__WORK TO DO__
Reproduce all records verbatim.

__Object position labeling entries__
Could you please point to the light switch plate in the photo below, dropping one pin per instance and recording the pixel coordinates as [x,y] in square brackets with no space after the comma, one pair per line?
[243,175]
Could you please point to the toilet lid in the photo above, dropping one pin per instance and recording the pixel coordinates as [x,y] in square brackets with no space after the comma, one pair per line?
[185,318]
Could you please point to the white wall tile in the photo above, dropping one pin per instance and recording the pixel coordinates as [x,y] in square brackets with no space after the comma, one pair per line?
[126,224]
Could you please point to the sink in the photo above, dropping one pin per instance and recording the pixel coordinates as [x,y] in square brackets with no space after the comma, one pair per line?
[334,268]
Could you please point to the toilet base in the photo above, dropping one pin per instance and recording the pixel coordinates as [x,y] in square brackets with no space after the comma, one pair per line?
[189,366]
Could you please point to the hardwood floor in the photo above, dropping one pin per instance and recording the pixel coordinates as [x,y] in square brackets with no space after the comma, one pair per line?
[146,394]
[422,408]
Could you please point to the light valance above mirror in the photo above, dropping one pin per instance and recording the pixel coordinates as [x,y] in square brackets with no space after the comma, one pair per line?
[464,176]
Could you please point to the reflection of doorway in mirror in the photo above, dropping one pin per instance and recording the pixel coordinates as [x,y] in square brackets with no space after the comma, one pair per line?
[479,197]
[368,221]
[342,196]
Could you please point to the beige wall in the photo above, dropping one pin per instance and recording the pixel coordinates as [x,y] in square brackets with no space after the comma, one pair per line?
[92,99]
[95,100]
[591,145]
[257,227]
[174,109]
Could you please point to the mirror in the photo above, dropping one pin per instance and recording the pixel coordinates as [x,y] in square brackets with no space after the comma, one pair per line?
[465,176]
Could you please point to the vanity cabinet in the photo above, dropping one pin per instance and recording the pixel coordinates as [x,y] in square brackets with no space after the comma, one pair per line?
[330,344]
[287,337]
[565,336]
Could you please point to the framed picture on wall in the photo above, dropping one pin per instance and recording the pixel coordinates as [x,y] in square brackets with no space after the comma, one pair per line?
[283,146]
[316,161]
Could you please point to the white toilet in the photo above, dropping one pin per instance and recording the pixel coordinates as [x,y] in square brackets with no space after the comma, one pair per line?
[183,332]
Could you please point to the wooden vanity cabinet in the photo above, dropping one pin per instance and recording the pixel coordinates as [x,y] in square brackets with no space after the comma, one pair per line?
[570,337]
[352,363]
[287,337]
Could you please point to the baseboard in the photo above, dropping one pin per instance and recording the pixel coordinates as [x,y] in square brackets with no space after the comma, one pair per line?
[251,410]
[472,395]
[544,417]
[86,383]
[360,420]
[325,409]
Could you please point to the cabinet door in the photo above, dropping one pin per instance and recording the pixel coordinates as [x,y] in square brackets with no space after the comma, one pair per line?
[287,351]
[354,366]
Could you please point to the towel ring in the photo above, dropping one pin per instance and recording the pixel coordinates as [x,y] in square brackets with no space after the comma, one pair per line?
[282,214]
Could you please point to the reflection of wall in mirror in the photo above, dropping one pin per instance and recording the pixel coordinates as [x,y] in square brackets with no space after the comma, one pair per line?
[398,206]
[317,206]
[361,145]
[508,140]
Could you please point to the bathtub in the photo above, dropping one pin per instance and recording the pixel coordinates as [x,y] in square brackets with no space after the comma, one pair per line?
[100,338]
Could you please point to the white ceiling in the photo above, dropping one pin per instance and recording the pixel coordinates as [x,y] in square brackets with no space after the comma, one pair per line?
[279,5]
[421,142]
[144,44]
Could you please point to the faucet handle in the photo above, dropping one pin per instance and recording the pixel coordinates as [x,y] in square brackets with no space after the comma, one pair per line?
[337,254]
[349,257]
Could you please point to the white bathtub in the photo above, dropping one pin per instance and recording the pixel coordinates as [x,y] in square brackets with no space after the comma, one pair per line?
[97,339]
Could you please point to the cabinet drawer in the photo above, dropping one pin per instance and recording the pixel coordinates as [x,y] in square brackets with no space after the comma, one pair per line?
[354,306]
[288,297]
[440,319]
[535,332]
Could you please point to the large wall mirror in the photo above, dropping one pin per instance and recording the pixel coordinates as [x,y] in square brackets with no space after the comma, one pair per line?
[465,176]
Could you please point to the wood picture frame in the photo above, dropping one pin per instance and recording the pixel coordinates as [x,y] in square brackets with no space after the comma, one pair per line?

__TASK SOLUTION__
Could you please point to the light switch plate in the photo below, dropping one pin per instance and recording the pixel coordinates as [x,y] in square brackets with no space after the comma, one pair per line?
[243,175]
Could you please point to the toilet lid in the photo above, dropping one pin per instance and recording the pixel coordinates as [x,y] in square brackets with no space after the comma, one pair per line?
[185,318]
Could you please point to the white wall tile in the photo above, dropping one pin per instance and recording the pixel coordinates as [x,y] in square brackets with no space after the comma, one pair per line?
[126,224]
Could you please point to the sink in the photo above, dropping one pin per instance and recording the pixel coordinates as [x,y] in square brackets with no space after the comma, one pair per line?
[334,268]
Could you please point to the toilet base in the photo above, dropping one pin per instance and recording the pixel coordinates as [x,y] in square brackets with no space after the comma, one pair per line?
[189,366]
Could you please point to the hardwood floor in the photo above, dropping one pin per instance and recording the pixel coordinates as [x,y] in square brackets with no space after the comma, one pair per line?
[146,394]
[422,408]
Could you please point to the light valance above mirror in the photo above, dropping one pin per instance and recording the pixel coordinates as [x,y] in square brackets with no space after the comma, one pair per line?
[464,176]
Could you please point to the reflection of doorway in mirror in the photo above, dropping one pin per instance and recording the pixel coordinates as [x,y] in square brackets with no space after the comma, one pair per line?
[479,197]
[368,221]
[342,196]
Could you please point to the beige wall in the photo above, dropping one pin per instance and recording the pixel coordinates as [x,y] in square brackets with no space after the comma, one pair per line?
[92,99]
[95,100]
[591,145]
[257,227]
[174,109]
Could you please point to the mirror in the photo above, dropping one pin per instance and recording the pixel coordinates as [x,y] in square brackets with no space after the comma, one pair per line?
[465,176]
Could you please point to the vanity cabinet in the photo above, dropping one pin per instance and recording the pixel coordinates as [x,y] in square brackets with no space after the comma, one pair per line?
[330,344]
[287,337]
[565,336]
Could you please point to the framed picture on wall in the photo above, dropping one pin per instance and recording the pixel coordinates as [x,y] in square brackets with no space after the comma, one pair per line?
[283,146]
[316,161]
Could you please point to the white toilet in the photo above, dropping one pin per instance and recording the pixel coordinates as [x,y] in square brackets with no space after the comma, one pair per line?
[183,332]
Could you please point to the wooden vanity cabinet in the photo above, dropping one pin per instance and recording the pixel coordinates as [x,y] in square brackets with no space after the comma, one pair per line?
[570,337]
[352,363]
[287,337]
Could you please point to the baseboard in the photo above, dropping one pin per instance and recording the pixel coordinates as [x,y] in square brackets with no space after the comma, one pair per line?
[251,410]
[472,395]
[544,417]
[86,383]
[360,420]
[325,409]
Could you please point to the cabinet door in the photo above, dropping one pin per instance and recording the pixel coordinates as [x,y] in square brackets with no space after the comma, one pair per line?
[287,351]
[354,366]
Could you please point to the towel ring in the photo above, dropping one pin per instance and recording the pixel coordinates as [x,y] in square brackets with no space after the comma, one pair per line?
[282,214]
Could you please point to the reflection of wall in mirror in the photo above, dropping one pin per instance and recording the pixel coordinates as [x,y] in square brackets with no space after the comma, one pair per line?
[398,206]
[317,206]
[361,145]
[508,140]
Could you please point to the bathtub in the photo above, dropping one pin per instance and recording the pixel coordinates as [x,y] in square brackets with no space after the comma, one pair per line?
[100,338]
Could you please point to the white ceiling in the photo above, dropping one pin per instance and recording the pixel coordinates as [x,y] in square brackets with no space after the comma, one pair per line?
[279,5]
[421,142]
[144,44]
Could you please point to the faucet handle in the photo above, dropping one pin per instance and recording the pixel coordinates as [x,y] in square brackets with no space after the comma, one pair per line?
[337,254]
[349,257]
Could you please point to the white bathtub in the photo above, dropping one pin per instance and recording the pixel coordinates as [x,y] in square brackets with no space after the comma, one pair per line?
[97,339]
Could you please point to the cabinet drawer in the photo above, dropping one pin per instance and recording the pixel coordinates as [x,y] in square brackets with no space after the comma, one pair per line?
[354,306]
[288,297]
[440,319]
[535,332]
Could you please point to the large wall mirror in the photo above, dropping one pin per instance and recording the pixel coordinates as [x,y] in square brackets with no space after the comma, one pair per line?
[465,176]
Could you please point to the wood picture frame in the photo above, dropping one pin per instance and recording the pixel coordinates as [x,y] in square brackets with no space after the comma, one pair per line?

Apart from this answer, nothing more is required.